◆ Task details:
Retype the whole listing below, character for character.

◆ Data excerpts:
· · · ·

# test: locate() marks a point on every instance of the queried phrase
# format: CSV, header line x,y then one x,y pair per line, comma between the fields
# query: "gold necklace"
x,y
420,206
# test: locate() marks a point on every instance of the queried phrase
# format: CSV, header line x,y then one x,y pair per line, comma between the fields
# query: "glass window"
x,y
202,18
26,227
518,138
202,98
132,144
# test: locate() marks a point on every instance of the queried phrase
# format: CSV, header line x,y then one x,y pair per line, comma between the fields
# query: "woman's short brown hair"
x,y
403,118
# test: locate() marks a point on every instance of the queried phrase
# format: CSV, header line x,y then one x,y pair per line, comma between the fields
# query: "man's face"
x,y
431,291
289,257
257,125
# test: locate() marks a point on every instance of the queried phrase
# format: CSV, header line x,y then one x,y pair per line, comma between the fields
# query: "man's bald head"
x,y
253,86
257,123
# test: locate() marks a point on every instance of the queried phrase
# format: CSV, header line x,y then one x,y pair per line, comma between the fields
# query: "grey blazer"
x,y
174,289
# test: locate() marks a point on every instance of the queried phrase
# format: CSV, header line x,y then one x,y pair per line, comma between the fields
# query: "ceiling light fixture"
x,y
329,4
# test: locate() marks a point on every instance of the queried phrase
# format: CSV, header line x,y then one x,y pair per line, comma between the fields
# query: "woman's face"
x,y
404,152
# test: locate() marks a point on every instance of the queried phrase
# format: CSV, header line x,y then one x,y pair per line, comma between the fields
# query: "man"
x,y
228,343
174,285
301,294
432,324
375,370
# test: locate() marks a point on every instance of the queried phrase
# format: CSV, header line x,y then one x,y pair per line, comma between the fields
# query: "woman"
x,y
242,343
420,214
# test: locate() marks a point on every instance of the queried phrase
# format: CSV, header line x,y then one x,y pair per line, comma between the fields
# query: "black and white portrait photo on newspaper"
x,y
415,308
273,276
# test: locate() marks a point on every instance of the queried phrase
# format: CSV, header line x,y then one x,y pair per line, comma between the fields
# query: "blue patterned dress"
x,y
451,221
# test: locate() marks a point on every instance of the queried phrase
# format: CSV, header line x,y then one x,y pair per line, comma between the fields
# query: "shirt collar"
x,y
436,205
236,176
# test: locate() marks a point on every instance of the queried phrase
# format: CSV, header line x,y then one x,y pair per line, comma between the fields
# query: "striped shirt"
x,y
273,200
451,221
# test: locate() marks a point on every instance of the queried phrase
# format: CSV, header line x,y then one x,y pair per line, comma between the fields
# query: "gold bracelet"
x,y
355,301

· · · ·

◆ Written response:
# test: locate() marks a point on every instance of the queried phrase
# format: CSV, header line x,y then one x,y pair per line, comma between the fields
# query: "gold necklace"
x,y
420,206
# test: locate() marks a point on every instance of the queried phrase
# format: CSV, header line x,y then one x,y pair per line, comma between the fields
# query: "glass window"
x,y
202,18
26,227
518,138
202,98
132,144
# test: locate() marks a point on every instance of the queried phrase
# format: CSV, header line x,y then one x,y pair per line, comma between the fields
# query: "woman's short brown hair"
x,y
403,118
# test: locate() marks a point on every instance of the queried phrase
# format: CSV, header line x,y then one x,y pair per line, comma between the fields
# query: "man's face"
x,y
431,291
289,257
257,125
# test: locate() marks a point on every instance of the queried phrase
# format: CSV, header line x,y then one x,y pair per line, comma between the fields
# query: "man's bald head"
x,y
253,86
257,123
# test: locate() marks a point on every instance of the queried phrase
# format: CSV, header line x,y then one x,y pair per line, comma between the fields
# query: "grey blazer"
x,y
174,289
# test: locate() marks a point on every instance of the queried phrase
# format: CSV, header line x,y then one x,y pair per line, comma between the fields
# query: "ceiling light fixture"
x,y
329,4
# test: locate() marks a point on every instance of the queried phrase
# format: CSV, header line x,y then one x,y pair per line, comma between the fields
# query: "woman's face"
x,y
404,152
# test: locate() marks a point on every instance of the queried phrase
# format: CSV, header line x,y then one x,y pair per line, comma between the fields
# query: "man"
x,y
228,343
174,285
301,294
432,324
375,370
# test: locate() marks a point on every instance of the queried phrase
# format: CSV, header line x,y then one x,y pair per line, comma between the fields
# query: "woman"
x,y
242,343
420,214
# test: locate() marks a point on every instance of the queried phrase
# format: CSV, header line x,y then one x,y pair per line, comma between the fields
# query: "black and white portrait photo on newspaper"
x,y
415,308
273,276
# test: locate() marks a point on every instance of the queried phrase
# format: CSV, header line x,y then one x,y pair per line, comma between the fields
# query: "blue patterned dress"
x,y
451,221
# test: locate() marks a point on every instance of the queried phrase
# format: CSV, header line x,y then one x,y pair per line, comma between the fields
# query: "shirt collar"
x,y
436,205
236,176
# test: locate() marks a point on every instance of the queried phrase
# format: CSV, header line x,y then one x,y pair per line, comma between the fields
# query: "striped shirt"
x,y
273,200
451,221
# test: locate() marks a point on every instance of the queried phrase
# format: CSV, header line x,y then one x,y pair per line, comma between the fields
# query: "gold bracelet"
x,y
355,301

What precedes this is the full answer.